### Stated problem a
Answer each question using the exhibition announcement, one answer per line, marked the same way:
(i) What materials does Elise Ferguson usually work with?
(ii) Where is Figures II on view?
(iii) How is Daedalus Street funded?
## begin Extracted text
ELISE FERGUSON, LUCAS BLALOCK at DAEDALUS STREET / Athens

The Eye Sees & DAEDALUS STREET present :

PAssAGE 3:

ELISE FERGUSON - PLAZA

Daedalidon 3, Kato Petralona 118 53


PAssAGE 4:

LUCAS BLALOCK - FIGURES II

corner of Kydantidon & Kallisthenous, Ano Petralona 118 51


9th June / 31st July 2023

PAssAGE 3:

ELISE FERGUSON - PLAZA

In her works, at the intersection of painting, sculpture and printmaking, Elise Ferguson gives equal weight to the pleasures of creating something resolutely optical – concentric circles, radiating grids and undulating patterns. The artist combines pattern and colour to explore space and perception, usually working with a combination of pigmented plaster and ink on MDF panels. For PAssAGE 3, Elise remains true to the process but then photographs the work to be displayed publicly in Athens.

Ferguson (Richmond, Virginia, lives and works in Brooklyn, NY) has had solo exhibitions with Halsey McKay Gallery, White Columns, Envoy Enterprises, New York and at Illinois State University. Her works have been included in exhibitions at Luhring Augustine, Team Gallery, Dieu Donne Papermill, The Sculpture Center, Andrew Kreps, and CRG Gallery, New York; Bowdoin College Museum of Art in Brunswick, Maine, Fourteen30 Contemporary, Portland, Norwich Galllery, England, Lothringer Dreizen, Munich, amongst others.

Plaza is shown on the huge windows of Daedalus Street’s studio on its namesake Daedalidon. Another installation by American photographer Lucas Blalock, PAssAGE 4: Figures II is on view on the edge of the ancient city walls, at the corner of Kydantidon & Kallisthenous, Ano Petralona 118 51.

Both artists have developed a site specific work for each building’s facade, viewable 24/7, maintaining the ongoing commitment of The Eye Sees to making great art available, free, to as many people as possible. The same principle is shared by Daedalus Street, the studio project of artists Rowena Hughes and Athanasios Argianas who are inviting friends and colleagues to work in Athens, experimenting within the fabric of the city and engaging with its energy. Daedalus Street is funded through the generosity of patrons, grants and through selling artist editions.




PAssAGE 4:

LUCAS BLALOCK - FIGURES II

Lucas Blalock (Asheville, North Carolina, lives and works in New York) is interested in revealing the process behind photographic images. He pursues this through a variety of overlapping strategies (often involving Photoshop which he uses to emphasise the edit rather than perfect an image ) that in some way alienate the “natural” view generally associated with photographic pictures. His practice involves photographing objects that “ have something pathetic about them” as he once said. First shot with a large format camera on film, his images are then scanned and digitally altered.
## end Extracted text
## begin Task data
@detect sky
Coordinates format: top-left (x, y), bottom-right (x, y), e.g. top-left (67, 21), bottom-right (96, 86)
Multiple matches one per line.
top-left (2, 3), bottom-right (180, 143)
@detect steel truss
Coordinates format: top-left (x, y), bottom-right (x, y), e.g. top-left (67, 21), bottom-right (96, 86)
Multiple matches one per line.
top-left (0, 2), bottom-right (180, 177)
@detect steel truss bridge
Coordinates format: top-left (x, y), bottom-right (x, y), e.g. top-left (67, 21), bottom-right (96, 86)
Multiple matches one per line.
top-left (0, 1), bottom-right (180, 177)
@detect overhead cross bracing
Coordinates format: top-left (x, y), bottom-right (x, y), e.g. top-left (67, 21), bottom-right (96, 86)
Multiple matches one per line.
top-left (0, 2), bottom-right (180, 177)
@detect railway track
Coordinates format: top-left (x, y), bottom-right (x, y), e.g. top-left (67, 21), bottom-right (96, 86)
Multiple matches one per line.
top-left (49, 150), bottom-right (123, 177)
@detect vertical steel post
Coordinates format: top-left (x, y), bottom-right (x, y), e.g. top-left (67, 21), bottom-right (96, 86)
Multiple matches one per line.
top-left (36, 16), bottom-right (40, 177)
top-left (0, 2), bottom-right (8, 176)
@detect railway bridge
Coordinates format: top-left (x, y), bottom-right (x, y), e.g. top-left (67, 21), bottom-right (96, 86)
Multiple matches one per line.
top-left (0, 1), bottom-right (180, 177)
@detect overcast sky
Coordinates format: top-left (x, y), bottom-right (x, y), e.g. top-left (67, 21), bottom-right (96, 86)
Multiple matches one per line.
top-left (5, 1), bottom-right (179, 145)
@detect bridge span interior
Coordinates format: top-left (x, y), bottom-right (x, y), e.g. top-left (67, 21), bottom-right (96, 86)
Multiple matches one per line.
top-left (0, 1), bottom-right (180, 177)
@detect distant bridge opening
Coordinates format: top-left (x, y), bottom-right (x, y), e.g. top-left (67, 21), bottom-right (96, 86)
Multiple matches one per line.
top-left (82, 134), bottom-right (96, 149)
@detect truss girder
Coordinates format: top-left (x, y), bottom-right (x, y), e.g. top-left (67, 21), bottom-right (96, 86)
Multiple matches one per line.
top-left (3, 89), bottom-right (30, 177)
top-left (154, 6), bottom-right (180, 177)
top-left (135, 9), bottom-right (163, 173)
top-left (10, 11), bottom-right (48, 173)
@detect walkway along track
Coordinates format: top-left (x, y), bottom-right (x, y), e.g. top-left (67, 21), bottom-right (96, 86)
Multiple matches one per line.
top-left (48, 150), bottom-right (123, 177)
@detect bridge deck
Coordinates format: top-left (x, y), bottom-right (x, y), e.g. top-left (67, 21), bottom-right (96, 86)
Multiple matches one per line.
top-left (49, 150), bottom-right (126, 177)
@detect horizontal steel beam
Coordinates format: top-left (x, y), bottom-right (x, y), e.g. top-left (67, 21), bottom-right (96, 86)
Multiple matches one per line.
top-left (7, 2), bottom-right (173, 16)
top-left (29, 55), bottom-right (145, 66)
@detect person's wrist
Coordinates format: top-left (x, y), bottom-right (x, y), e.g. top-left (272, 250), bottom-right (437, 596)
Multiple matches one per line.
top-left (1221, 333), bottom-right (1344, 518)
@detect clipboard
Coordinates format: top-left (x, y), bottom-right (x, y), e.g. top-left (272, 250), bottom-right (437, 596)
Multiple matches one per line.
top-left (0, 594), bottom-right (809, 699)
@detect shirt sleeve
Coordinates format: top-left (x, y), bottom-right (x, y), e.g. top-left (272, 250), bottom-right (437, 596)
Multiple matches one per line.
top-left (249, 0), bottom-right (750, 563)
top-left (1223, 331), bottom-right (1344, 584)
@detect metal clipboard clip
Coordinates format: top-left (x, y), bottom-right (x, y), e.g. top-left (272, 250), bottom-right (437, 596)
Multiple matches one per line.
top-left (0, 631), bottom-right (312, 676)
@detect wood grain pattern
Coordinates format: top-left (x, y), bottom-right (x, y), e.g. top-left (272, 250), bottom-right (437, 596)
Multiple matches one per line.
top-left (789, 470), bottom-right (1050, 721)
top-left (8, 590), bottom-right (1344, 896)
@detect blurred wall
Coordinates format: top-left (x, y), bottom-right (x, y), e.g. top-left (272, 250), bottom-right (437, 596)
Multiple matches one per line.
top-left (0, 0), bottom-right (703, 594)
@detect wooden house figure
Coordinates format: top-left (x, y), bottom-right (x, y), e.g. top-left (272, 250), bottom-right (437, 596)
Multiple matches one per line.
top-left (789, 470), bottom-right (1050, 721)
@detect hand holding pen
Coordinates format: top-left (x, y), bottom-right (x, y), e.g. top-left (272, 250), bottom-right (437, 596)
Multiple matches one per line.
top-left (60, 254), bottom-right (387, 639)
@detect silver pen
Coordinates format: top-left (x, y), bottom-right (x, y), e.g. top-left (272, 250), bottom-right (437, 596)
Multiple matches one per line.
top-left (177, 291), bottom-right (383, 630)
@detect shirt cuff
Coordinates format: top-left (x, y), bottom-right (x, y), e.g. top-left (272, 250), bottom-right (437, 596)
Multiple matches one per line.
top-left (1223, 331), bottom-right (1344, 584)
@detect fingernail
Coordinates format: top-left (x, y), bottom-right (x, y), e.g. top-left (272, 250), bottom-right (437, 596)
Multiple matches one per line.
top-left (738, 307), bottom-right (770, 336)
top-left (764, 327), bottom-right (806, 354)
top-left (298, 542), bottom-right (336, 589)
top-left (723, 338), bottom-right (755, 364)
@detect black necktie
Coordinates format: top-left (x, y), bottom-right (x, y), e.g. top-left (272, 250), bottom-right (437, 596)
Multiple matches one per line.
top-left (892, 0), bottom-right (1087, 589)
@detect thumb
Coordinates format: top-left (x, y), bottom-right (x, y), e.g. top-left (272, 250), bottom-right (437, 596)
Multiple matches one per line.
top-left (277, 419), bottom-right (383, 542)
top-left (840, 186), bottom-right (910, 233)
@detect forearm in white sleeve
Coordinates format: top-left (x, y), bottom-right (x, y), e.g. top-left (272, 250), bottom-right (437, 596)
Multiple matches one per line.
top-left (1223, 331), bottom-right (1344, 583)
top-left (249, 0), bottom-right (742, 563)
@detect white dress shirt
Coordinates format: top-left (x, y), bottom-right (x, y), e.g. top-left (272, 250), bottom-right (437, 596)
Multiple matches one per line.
## end Task data
### Stated problem b
In the records, update the lines starting with the first line and going on through the line with "top-left (49, 150), bottom-right (123, 177)", replacing "railway track" with "rail line" and leaving everything else unchanged.

### Problem solution a
(i) A combination of pigmented plaster and ink on MDF panels.
(ii) On the edge of the ancient city walls, at the corner of Kydantidon & Kallisthenous, Ano Petralona 118 51.
(iii) Through the generosity of patrons, grants and through selling artist editions.

### Problem solution b
@detect sky
Coordinates format: top-left (x, y), bottom-right (x, y), e.g. top-left (67, 21), bottom-right (96, 86)
Multiple matches one per line.
top-left (2, 3), bottom-right (180, 143)
@detect steel truss
Coordinates format: top-left (x, y), bottom-right (x, y), e.g. top-left (67, 21), bottom-right (96, 86)
Multiple matches one per line.
top-left (0, 2), bottom-right (180, 177)
@detect steel truss bridge
Coordinates format: top-left (x, y), bottom-right (x, y), e.g. top-left (67, 21), bottom-right (96, 86)
Multiple matches one per line.
top-left (0, 1), bottom-right (180, 177)
@detect overhead cross bracing
Coordinates format: top-left (x, y), bottom-right (x, y), e.g. top-left (67, 21), bottom-right (96, 86)
Multiple matches one per line.
top-left (0, 2), bottom-right (180, 177)
@detect rail line
Coordinates format: top-left (x, y), bottom-right (x, y), e.g. top-left (67, 21), bottom-right (96, 86)
Multiple matches one per line.
top-left (49, 150), bottom-right (123, 177)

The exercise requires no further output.